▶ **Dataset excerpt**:

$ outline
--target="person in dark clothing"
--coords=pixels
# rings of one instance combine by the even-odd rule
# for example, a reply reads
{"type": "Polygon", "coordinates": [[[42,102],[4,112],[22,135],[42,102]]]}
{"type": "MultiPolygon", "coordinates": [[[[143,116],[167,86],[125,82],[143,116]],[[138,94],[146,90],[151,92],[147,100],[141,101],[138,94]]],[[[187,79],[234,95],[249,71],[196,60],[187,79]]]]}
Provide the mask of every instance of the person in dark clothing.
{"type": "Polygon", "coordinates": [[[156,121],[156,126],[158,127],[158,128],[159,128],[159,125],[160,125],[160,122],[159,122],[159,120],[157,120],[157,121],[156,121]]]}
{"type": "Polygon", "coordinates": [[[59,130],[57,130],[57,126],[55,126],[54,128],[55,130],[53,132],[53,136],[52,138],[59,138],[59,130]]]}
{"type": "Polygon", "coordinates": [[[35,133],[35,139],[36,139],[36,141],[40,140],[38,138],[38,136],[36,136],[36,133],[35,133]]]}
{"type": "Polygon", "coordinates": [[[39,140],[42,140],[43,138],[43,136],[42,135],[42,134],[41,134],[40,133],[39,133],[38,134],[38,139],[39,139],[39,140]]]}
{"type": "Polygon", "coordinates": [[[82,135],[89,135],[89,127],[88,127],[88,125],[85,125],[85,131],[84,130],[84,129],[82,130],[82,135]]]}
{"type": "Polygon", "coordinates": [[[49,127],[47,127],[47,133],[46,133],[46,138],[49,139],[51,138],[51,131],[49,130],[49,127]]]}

▶ **Task statement**: Copy out every entry above word for word, without changing a single character.

▶ **Answer for this exercise**:
$ outline
--target="person in dark clothing"
--coords=pixels
# rings of one instance combine by the even-odd rule
# for example, a reply reads
{"type": "Polygon", "coordinates": [[[42,102],[4,112],[22,135],[42,102]]]}
{"type": "MultiPolygon", "coordinates": [[[[143,116],[167,86],[125,82],[143,116]],[[138,94],[146,90],[151,92],[147,100],[141,101],[138,94]]],[[[187,79],[234,95],[249,71],[196,60],[187,79]]]]}
Provide the mask of every instance of the person in dark clothing.
{"type": "Polygon", "coordinates": [[[156,121],[156,126],[158,127],[158,128],[159,128],[159,125],[160,125],[160,122],[159,122],[159,120],[157,120],[157,121],[156,121]]]}
{"type": "Polygon", "coordinates": [[[59,130],[57,130],[57,126],[55,126],[54,128],[55,130],[53,132],[53,136],[52,138],[59,138],[59,130]]]}
{"type": "Polygon", "coordinates": [[[35,133],[35,139],[36,139],[36,141],[40,140],[38,138],[38,136],[36,136],[36,133],[35,133]]]}
{"type": "Polygon", "coordinates": [[[39,140],[42,140],[43,138],[43,136],[42,135],[42,134],[41,134],[40,133],[39,133],[38,134],[38,139],[39,139],[39,140]]]}
{"type": "Polygon", "coordinates": [[[82,135],[89,135],[89,127],[88,127],[88,125],[85,125],[85,131],[84,130],[84,129],[82,130],[82,135]]]}
{"type": "Polygon", "coordinates": [[[49,127],[47,127],[47,133],[46,133],[46,138],[49,139],[51,138],[51,131],[49,130],[49,127]]]}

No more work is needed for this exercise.